— Start of INPUT DATA —
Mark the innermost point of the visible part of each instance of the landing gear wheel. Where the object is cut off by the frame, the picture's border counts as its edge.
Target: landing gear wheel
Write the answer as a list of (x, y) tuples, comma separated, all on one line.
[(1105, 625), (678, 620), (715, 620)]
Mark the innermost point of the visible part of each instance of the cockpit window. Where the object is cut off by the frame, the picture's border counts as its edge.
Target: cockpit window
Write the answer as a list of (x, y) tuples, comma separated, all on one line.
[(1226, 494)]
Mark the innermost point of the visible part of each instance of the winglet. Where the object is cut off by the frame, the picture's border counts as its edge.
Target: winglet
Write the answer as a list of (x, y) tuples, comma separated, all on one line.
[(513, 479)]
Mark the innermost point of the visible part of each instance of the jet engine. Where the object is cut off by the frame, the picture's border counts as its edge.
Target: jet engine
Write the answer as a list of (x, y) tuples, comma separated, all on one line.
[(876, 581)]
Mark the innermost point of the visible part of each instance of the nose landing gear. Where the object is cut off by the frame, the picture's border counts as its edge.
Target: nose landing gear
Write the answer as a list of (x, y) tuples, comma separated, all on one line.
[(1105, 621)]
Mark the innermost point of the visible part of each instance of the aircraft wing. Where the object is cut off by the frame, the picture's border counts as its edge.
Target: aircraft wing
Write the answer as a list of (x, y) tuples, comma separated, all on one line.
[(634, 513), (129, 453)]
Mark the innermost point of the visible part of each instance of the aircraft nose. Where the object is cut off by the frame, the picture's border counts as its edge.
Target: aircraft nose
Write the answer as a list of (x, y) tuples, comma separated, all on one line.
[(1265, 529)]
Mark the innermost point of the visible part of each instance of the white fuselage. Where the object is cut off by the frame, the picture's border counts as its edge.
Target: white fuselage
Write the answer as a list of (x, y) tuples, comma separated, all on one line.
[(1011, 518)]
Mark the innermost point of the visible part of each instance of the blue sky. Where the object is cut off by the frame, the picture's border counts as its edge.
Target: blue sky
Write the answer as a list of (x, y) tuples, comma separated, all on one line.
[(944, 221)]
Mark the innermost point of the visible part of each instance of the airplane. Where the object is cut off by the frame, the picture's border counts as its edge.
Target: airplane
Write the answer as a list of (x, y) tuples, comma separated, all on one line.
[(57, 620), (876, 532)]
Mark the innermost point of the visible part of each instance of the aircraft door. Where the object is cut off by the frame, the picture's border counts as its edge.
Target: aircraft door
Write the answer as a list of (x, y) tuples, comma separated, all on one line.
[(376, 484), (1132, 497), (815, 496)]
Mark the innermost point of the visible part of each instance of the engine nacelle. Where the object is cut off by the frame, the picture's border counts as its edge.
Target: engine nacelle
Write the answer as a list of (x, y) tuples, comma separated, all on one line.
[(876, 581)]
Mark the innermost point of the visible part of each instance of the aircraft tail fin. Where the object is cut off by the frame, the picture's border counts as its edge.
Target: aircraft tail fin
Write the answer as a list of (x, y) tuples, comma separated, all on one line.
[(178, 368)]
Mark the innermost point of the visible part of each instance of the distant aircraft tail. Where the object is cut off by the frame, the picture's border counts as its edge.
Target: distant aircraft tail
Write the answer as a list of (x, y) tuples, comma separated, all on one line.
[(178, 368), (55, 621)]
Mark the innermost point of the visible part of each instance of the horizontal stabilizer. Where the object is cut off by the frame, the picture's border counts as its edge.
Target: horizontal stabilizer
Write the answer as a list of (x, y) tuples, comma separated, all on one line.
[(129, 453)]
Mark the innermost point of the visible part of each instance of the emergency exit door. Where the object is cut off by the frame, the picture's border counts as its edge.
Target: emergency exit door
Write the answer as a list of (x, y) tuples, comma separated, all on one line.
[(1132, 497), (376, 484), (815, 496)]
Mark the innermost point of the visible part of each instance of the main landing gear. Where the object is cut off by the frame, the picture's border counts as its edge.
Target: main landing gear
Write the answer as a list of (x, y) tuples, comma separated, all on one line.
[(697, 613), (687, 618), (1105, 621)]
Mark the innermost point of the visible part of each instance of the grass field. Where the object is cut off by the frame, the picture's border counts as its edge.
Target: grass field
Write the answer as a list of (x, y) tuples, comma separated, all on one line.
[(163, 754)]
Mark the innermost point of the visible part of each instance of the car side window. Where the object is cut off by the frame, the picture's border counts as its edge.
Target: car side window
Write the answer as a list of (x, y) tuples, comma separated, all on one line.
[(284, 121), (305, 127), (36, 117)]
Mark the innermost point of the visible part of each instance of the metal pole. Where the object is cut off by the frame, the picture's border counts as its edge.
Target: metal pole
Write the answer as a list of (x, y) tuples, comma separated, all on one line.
— End of INPUT DATA —
**PROBLEM STATEMENT:**
The records above are to be repeated exactly, in their entirety.

**RESULT FOR THIS EXERCISE:**
Mark the innermost point of the visible part of each instance of the landing gear wheel. Where the object is cut off by the frame, the picture's border counts as its edge.
Target: landing gear wheel
Write the answer as a list of (x, y) tuples, comma separated, all on one line.
[(1105, 625), (678, 620), (715, 620)]
Mark the innermost point of the visible part of each instance of the cockpit window. Where the object is cut off by the frame, the picture's border counts as its edge.
Target: cockpit window
Write the answer as a list of (x, y) tuples, comma separated, all on one line.
[(1226, 494)]
Mark the innermost point of the visible part of each instance of the winglet. Where the object is cut off by the frame, the picture's border counts as its edge.
Target: winglet
Write the answer as a list of (x, y) tuples, comma separated, all on one line.
[(513, 479)]
Mark the innermost point of the visible part of each instance of the jet engine. Where the object is cut off by the frame, the picture's border counts as its edge.
Target: jet engine
Write the answer as a list of (x, y) tuples, comma separated, all on one line.
[(876, 581)]
Mark the innermost point of the visible part of each instance of the nose landing gear. Where the object is cut off by the frame, the picture's border counts as its edge.
Target: nose landing gear
Write the answer as a list of (x, y) tuples, comma separated, all on one line.
[(1105, 621)]
Mark the innermost point of the visible part of each instance of the aircraft wing. Where the object is cut off by the frame, the picture's border counts as its edge.
Target: aircraft wing
Write the answer as a list of (x, y) tuples, comma separated, all on one line.
[(634, 513), (129, 453)]
Mark the innermost point of the visible part of each instance of the aircraft nose. Where the object is cut off by the frame, the picture's border counts as its edge.
Target: aircraft nose
Write the answer as a list of (x, y) tuples, comma separated, all on one line.
[(1265, 529)]
Mark the innermost point of the visible part of each instance of the white fuselage. Where the object is cut off by the frame, the picture's border counts as its edge.
Target: white fuselage
Write the answer as a list of (x, y) tuples, comma separated, all on one line.
[(1011, 518)]
Mark the innermost point of the visible part of each instance of the blue sky. Where the object is cut off by the frame, the picture's border counts as its edge.
Target: blue sky
Write the answer as a list of (x, y) tuples, comma separated, all on one line.
[(944, 221)]
Mark the innermost point of the visible part of each instance of the airplane. Where the object is cut off by the frame, the picture's border counts as its edge.
Target: airplane
Write the answer as a list of (x, y) tuples, comma separated, all on one line.
[(57, 620), (876, 532)]
Mark the innermost point of the visible part of each instance of the aircraft door. Where the object is cut off by the frame, the picture's border counts as its edge.
Target: aircraft door
Write the answer as a list of (x, y) tuples, comma separated, all on one line.
[(376, 484), (1132, 497), (815, 496)]
Mark the innermost point of the visible part of each instance of the engine nacelle. Where the object is cut off by the frame, the picture's border counts as its edge.
Target: engine nacelle
Write the answer as a list of (x, y) tuples, comma separated, all on one line.
[(876, 581)]
Mark the innermost point of the visible part of each instance of the aircraft tail fin. Where the object is cut off by the frame, the picture's border counts as its edge.
Target: aircraft tail fin
Write the answer as a list of (x, y) tuples, comma separated, all on one line.
[(178, 368)]
Mark the innermost point of the visible part of each instance of the distant aircraft tail. Where the object is cut off by the frame, the picture's border counts as its edge.
Target: distant aircraft tail
Write the answer as a list of (x, y) tuples, comma separated, all on one line.
[(178, 368), (55, 621)]
Mark the innermost point of the visible part of each instance of the horizontal stabilizer. Where the object is cut off by the frame, the picture's border counts as its edge.
Target: horizontal stabilizer
Write the answer as a list of (x, y) tuples, comma separated, all on one line.
[(129, 453)]
Mark the innermost point of the visible part of each instance of the emergency exit door. Where the object is cut off by the frame, the picture's border counts as its edge.
Target: emergency exit door
Write the answer as a list of (x, y) tuples, comma separated, all on one line.
[(1132, 497), (376, 484), (815, 496)]
Mark the innermost point of the visible part of each instance of the main landing gear. Where the object is cut off by the frame, the picture's border counts as its edge.
Target: main landing gear
Write the answer as a list of (x, y) tuples, comma separated, all on one line.
[(697, 613), (687, 618), (1105, 621)]
Mark the innermost point of the visible part of each instance of the grass field. Where the object is cut off by the frame, the picture's border counts as its edge.
Target: grass field
Write the answer as a list of (x, y) tuples, comma separated, all on one line.
[(163, 754)]
Mark the innermost point of the visible part of each instance of the car side window. Where the object is cut off by the frame, the picture's border counts as its edge.
Target: car side window
Write the answer as a list of (x, y) tuples, comma separated, all on one line.
[(284, 121), (305, 127), (36, 117)]
Mark the innermost point of the visible part of each instance of the metal pole. Where the object is cut off by the frame, the picture's border counts as its edge.
Target: metal pole
Write the answer as a list of (x, y) tuples, comma separated, all on one line.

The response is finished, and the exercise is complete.